#### [PASSAGE PROVIDED]
Continuous assessment of course work

Registration/Deregistration

Note: The time of your registration within the registration period has no effect on the allocation of places (no first come, first served).

Details

max. 16 participants
Language: English

Lecturers

Classes (iCal) - next class is marked with N

Classes on the following days will likely have to be rescheduled (more information to follow):
17.10.24
31.10.24
21.11.24

  • Thursday 10.10. 14:30 - 16:00 Seminarraum 2 ISTB UniCampus Hof 2 2B-O1-18
  • Thursday 17.10. 14:30 - 16:00 Seminarraum 2 ISTB UniCampus Hof 2 2B-O1-18
  • Thursday 24.10. 14:30 - 16:00 Seminarraum 2 ISTB UniCampus Hof 2 2B-O1-18
  • Thursday 31.10. 14:30 - 16:00 Seminarraum 2 ISTB UniCampus Hof 2 2B-O1-18
  • Thursday 07.11. 14:30 - 16:00 Seminarraum 2 ISTB UniCampus Hof 2 2B-O1-18
  • Thursday 14.11. 14:30 - 16:00 Seminarraum 2 ISTB UniCampus Hof 2 2B-O1-18
  • Thursday 21.11. 14:30 - 16:00 Seminarraum 2 ISTB UniCampus Hof 2 2B-O1-18
  • Thursday 28.11. 14:30 - 16:00 Seminarraum 2 ISTB UniCampus Hof 2 2B-O1-18
  • Thursday 05.12. 14:30 - 16:00 Seminarraum 2 ISTB UniCampus Hof 2 2B-O1-18
  • Thursday 12.12. 14:30 - 16:00 Seminarraum 2 ISTB UniCampus Hof 2 2B-O1-18
  • Thursday 09.01. 14:30 - 16:00 Seminarraum 2 ISTB UniCampus Hof 2 2B-O1-18
  • Thursday 16.01. 14:30 - 16:00 Seminarraum 2 ISTB UniCampus Hof 2 2B-O1-18
  • Thursday 23.01. 14:30 - 16:00 Seminarraum 2 ISTB UniCampus Hof 2 2B-O1-18
  • Thursday 30.01. 14:30 - 16:00 Seminarraum 2 ISTB UniCampus Hof 2 2B-O1-18

Information

Aims, contents and method of the course

Mahāyāna sūtras, composed in the early centuries of the Common Era, frequently draw upon older Buddhist stories, their events and characters, and reimagine them in the context of the Buddha teaching about the path of the bodhisattva. One particularly creative example is the Mahāyāna Aṅgulimālīya(sūtra), a text that retells the older and (still to the present day) widely celebrated story of the Buddha converting the murderous serial-killer, Aṅgulimāla (‘he with a necklace of fingers’). The Mahāyāna version of the story is a vehicle for a number of particularly novel and radical elements of Mahāyāna teaching: it teaches the ubiquity of buddha-nature (or ‘tathāgatagarbha’) in all sentient beings, and is one of our earliest Indian Buddhist sources to promote vegetarianism. But first and foremost, it is a dramatic and at times borderline psychedelic reimagining of the deeds and transformation of Aṅgulimāla, in dialogue with the Buddha, that puts front and centre the path of the bodhisattva and quest for complete awakening.

#### [COLLECTED MATERIAL]

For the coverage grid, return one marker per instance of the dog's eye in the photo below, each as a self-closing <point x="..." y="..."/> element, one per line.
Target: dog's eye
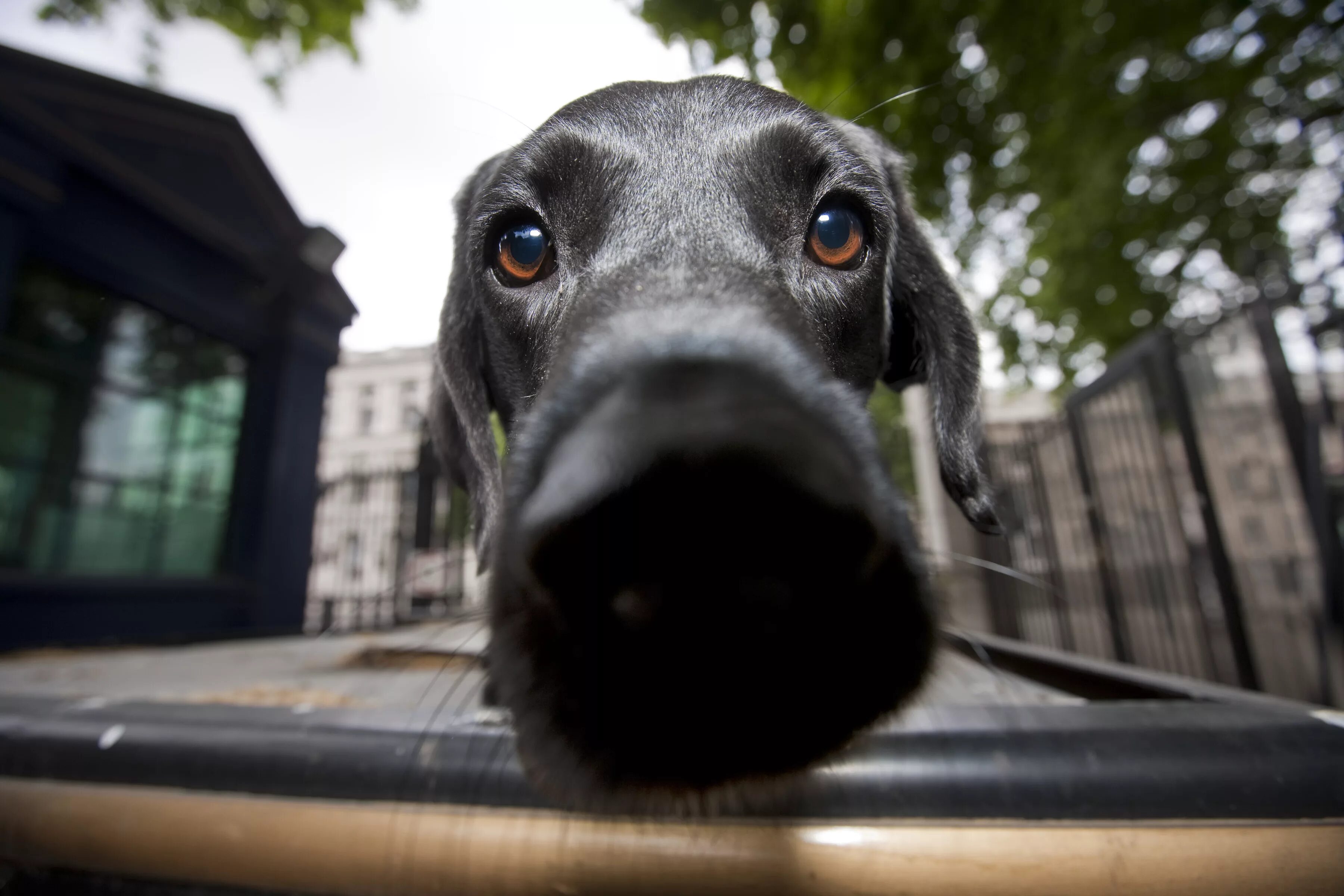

#### [TASK OBJECTIVE]
Answer these questions from the course page:
1. What is the maximum number of participants?
2. In which room are the classes held?
3. What practice is the Mahāyāna Aṅgulimālīya described as one of the earliest Indian Buddhist sources to promote?
The data plays no part in this exercise.

#### [SOLVED EXERCISE]
1. 16
2. Seminarraum 2 ISTB UniCampus Hof 2 2B-O1-18
3. Vegetarianism